[Exercise prompt] Could you write out the stretch from the first line through the line containing "25,48,69,89", replacing "Locate" with "Find" and keeping everything else unchanged, with the pictures left out?

========

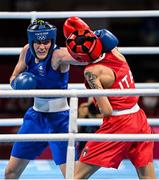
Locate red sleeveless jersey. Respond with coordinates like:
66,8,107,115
85,52,139,110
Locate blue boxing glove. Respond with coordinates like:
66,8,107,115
94,29,119,53
11,72,36,89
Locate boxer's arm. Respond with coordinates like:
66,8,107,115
84,66,113,117
10,45,28,84
52,47,88,70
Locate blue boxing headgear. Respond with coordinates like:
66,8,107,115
27,19,57,57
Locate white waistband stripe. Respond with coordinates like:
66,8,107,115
33,97,69,112
112,104,140,116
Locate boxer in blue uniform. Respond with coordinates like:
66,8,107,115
5,20,80,179
5,17,118,179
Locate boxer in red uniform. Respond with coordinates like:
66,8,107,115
56,16,156,179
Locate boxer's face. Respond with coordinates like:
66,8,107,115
33,40,51,60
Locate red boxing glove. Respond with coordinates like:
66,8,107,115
63,16,90,38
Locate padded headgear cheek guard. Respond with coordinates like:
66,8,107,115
63,16,90,38
27,19,57,57
66,30,102,63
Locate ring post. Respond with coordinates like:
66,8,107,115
66,97,78,179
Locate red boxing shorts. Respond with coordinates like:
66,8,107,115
80,109,154,168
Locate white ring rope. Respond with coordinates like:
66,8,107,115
0,89,159,98
0,47,159,56
0,83,159,90
0,10,159,179
0,133,159,142
0,10,159,19
0,118,159,126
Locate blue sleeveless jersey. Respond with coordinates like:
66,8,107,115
25,48,69,89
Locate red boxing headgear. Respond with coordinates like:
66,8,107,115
66,30,102,62
63,16,90,38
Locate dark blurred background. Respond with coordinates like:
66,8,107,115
0,0,159,158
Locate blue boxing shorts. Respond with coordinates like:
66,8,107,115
11,108,78,165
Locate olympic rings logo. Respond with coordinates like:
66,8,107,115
37,35,47,41
35,32,48,41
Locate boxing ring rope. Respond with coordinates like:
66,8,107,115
0,10,159,19
0,83,159,90
0,47,159,56
0,118,159,126
0,10,159,179
0,89,159,179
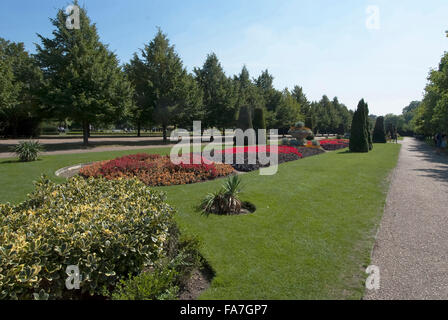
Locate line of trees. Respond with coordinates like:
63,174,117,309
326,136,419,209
0,1,353,144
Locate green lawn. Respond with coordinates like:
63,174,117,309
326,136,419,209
0,144,400,299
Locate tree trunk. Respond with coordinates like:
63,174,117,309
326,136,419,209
162,124,167,143
82,121,90,146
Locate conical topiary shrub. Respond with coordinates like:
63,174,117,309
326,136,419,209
364,103,373,151
233,106,252,146
253,108,266,145
373,117,387,143
236,106,253,131
350,99,369,152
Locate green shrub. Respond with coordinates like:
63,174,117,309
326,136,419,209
0,177,174,299
294,121,305,128
289,139,301,147
12,140,44,162
373,117,387,143
350,99,369,152
112,266,179,300
311,140,320,147
253,107,266,130
200,175,242,215
112,232,203,300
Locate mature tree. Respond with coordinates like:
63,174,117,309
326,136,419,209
384,113,404,134
234,66,264,124
255,70,282,113
350,99,369,152
413,38,448,135
313,95,335,133
134,29,202,142
275,89,303,133
194,53,237,129
253,107,266,130
401,101,421,135
0,38,42,137
173,74,205,129
36,2,133,145
124,53,154,137
372,117,387,143
291,86,314,129
364,102,373,150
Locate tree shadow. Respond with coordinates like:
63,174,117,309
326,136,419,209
0,138,173,153
0,159,42,164
408,140,448,183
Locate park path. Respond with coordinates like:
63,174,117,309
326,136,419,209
364,138,448,300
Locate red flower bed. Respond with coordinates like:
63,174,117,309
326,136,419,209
215,146,303,158
79,154,233,186
201,146,303,172
319,139,349,150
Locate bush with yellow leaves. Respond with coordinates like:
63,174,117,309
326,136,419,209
0,177,174,299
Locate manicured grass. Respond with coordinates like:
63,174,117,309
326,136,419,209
0,144,400,299
0,148,170,203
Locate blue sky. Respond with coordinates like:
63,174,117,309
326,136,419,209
0,0,448,114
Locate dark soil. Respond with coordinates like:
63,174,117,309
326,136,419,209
179,267,213,300
203,152,300,172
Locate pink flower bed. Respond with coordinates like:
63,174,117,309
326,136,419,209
319,139,349,150
215,146,303,158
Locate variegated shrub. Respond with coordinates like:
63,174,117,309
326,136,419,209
0,177,174,299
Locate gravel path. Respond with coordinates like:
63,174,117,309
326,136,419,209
365,138,448,300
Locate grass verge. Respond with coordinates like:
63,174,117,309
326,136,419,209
0,144,400,299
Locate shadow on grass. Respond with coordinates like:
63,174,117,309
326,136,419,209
0,159,42,165
409,141,448,183
0,139,172,153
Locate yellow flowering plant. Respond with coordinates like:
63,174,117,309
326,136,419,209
0,177,174,299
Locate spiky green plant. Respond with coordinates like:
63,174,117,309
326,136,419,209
12,140,44,162
200,175,242,215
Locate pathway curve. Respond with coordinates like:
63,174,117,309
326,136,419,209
365,138,448,300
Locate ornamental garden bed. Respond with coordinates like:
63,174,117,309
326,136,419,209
319,139,350,151
204,146,303,172
79,153,234,186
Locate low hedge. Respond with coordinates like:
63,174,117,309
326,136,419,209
0,177,174,299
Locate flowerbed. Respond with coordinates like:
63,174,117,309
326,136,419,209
0,177,175,299
319,139,349,151
79,154,234,186
204,146,303,172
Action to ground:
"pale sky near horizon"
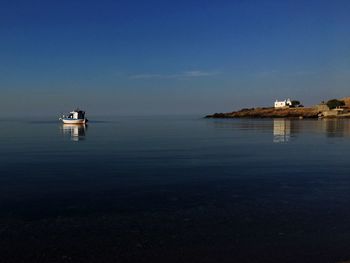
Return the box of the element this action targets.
[0,0,350,116]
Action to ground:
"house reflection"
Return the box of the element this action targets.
[62,124,87,141]
[273,119,291,143]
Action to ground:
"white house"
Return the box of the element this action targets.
[275,99,292,108]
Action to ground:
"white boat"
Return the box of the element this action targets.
[60,109,88,124]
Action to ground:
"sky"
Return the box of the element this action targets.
[0,0,350,116]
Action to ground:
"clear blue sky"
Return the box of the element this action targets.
[0,0,350,116]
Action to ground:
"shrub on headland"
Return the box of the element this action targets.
[327,99,345,109]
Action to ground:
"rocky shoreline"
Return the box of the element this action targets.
[206,107,320,118]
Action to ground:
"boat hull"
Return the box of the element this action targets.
[62,119,87,124]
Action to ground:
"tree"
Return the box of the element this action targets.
[327,99,345,109]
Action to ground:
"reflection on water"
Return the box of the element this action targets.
[322,119,350,137]
[273,119,291,143]
[62,124,87,141]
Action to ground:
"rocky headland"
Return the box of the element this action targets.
[206,97,350,119]
[206,107,320,118]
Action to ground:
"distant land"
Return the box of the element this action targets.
[205,97,350,119]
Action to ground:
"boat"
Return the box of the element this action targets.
[59,109,88,124]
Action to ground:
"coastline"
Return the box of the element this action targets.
[205,107,320,118]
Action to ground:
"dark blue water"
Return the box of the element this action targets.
[0,117,350,262]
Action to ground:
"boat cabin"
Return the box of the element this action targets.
[67,110,85,120]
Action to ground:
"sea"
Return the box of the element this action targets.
[0,116,350,263]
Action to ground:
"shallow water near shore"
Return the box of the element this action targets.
[0,116,350,262]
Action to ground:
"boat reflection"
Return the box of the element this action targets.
[273,119,291,143]
[62,124,87,141]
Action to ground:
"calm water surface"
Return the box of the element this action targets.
[0,117,350,262]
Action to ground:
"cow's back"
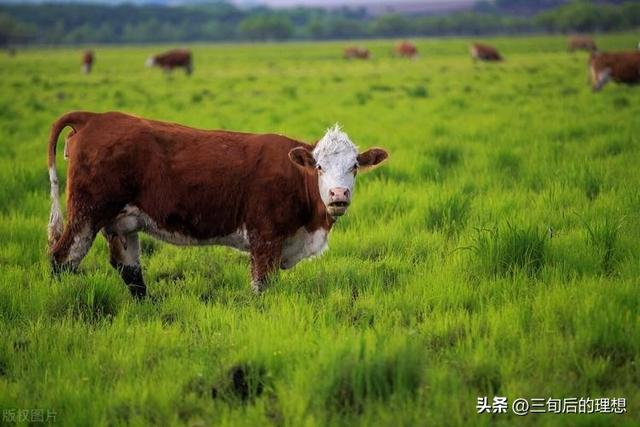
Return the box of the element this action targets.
[69,113,312,240]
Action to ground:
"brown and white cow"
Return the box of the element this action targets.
[393,41,418,58]
[145,49,193,74]
[48,112,387,297]
[469,43,502,62]
[344,46,370,59]
[567,36,598,52]
[82,50,95,74]
[589,50,640,91]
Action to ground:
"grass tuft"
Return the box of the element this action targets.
[472,224,547,277]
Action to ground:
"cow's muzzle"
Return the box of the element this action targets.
[327,187,351,217]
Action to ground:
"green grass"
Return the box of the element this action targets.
[0,34,640,426]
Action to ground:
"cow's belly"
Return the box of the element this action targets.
[280,227,328,269]
[105,205,249,251]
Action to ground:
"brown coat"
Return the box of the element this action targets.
[394,41,418,58]
[469,43,502,61]
[568,36,598,52]
[49,112,386,296]
[147,49,193,74]
[589,51,640,91]
[82,50,94,74]
[344,46,369,59]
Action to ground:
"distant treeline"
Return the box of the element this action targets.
[0,0,640,45]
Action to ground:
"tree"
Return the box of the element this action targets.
[239,14,293,40]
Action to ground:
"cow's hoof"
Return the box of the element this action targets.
[51,260,78,277]
[127,284,147,301]
[251,280,267,295]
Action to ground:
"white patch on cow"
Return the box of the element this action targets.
[313,124,358,206]
[48,166,63,245]
[67,224,93,267]
[280,227,328,269]
[113,205,249,252]
[120,233,140,266]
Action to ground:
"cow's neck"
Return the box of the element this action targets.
[304,173,335,231]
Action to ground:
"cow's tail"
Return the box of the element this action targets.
[48,111,92,249]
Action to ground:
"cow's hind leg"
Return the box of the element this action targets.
[104,232,147,299]
[50,219,96,274]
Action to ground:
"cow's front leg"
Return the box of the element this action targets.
[251,239,282,294]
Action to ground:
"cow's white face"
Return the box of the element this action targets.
[289,125,388,219]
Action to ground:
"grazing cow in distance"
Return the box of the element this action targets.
[568,36,598,52]
[344,46,370,59]
[469,43,502,62]
[82,50,95,74]
[589,50,640,91]
[394,41,418,58]
[145,49,193,75]
[48,112,387,297]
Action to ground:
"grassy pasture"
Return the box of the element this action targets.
[0,34,640,426]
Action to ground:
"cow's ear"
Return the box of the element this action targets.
[358,148,389,170]
[289,147,316,168]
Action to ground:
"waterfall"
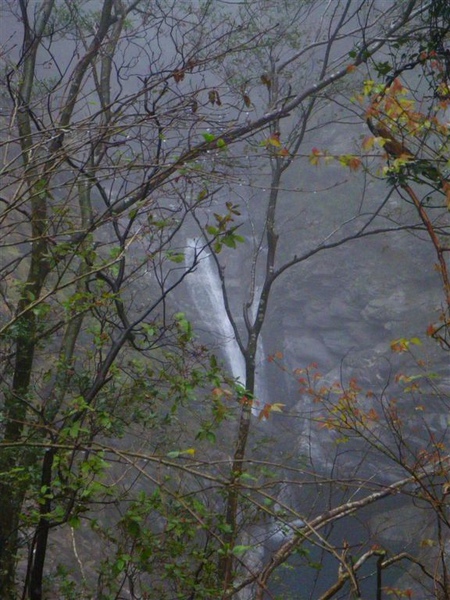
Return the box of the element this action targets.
[186,239,245,385]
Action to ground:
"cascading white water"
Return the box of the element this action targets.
[186,239,245,385]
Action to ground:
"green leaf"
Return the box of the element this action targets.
[202,133,216,142]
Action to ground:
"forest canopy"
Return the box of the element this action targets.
[0,0,450,600]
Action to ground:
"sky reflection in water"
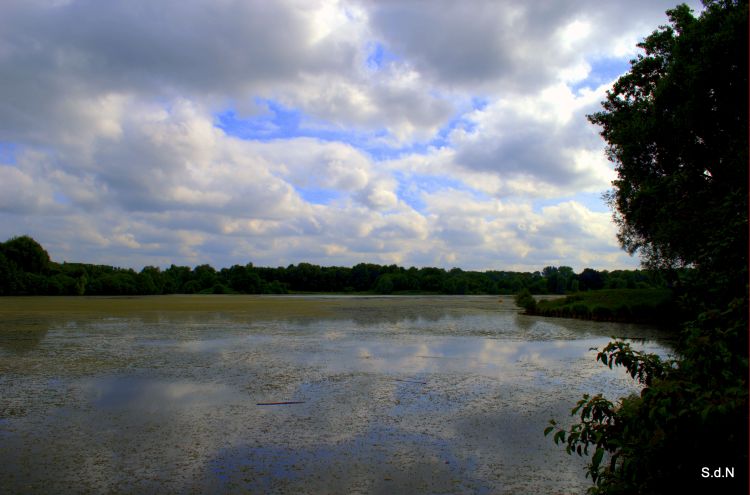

========

[Right answer]
Find red sleeveless jersey. Respond with coordinates like:
66,8,107,115
85,52,139,110
Find blue boxing glove. Respond with coordinates like:
66,8,107,115
94,29,119,53
11,72,36,89
Find boxer's arm. Respond with coordinates like:
66,8,107,115
84,66,113,117
10,45,28,84
52,47,88,70
Find blue boxing headgear. Respond with coordinates like:
66,8,107,115
27,19,57,57
Find white waistband stripe. Respond with coordinates like:
66,8,107,115
33,97,69,112
112,104,140,116
Find boxer in blue uniform. Respond with coordinates like:
66,8,107,115
5,20,80,179
5,17,118,179
Find boxer in red uniform. Respond with coordinates like:
66,8,107,115
56,16,156,179
Find boxer's face. Respond with coordinates like:
66,8,107,115
33,40,51,60
Find red boxing glove. Respond with coordinates like:
66,8,107,115
63,16,90,38
Find padded headgear cheek guard. Respond with coordinates like:
66,8,107,115
63,16,90,38
27,19,57,57
66,30,102,63
Find ring post. Respond with coordinates like:
66,8,107,115
66,97,78,179
Find red boxing shorts. Respond with coordinates like:
66,8,107,115
80,109,154,168
Find white ring rope. Respond with coordinates like:
66,8,107,115
0,89,159,98
0,47,159,56
0,83,159,90
0,10,159,179
0,133,159,142
0,10,159,19
0,118,159,126
Find blue sleeveless jersey. Respond with coordinates like:
66,8,107,115
25,48,69,89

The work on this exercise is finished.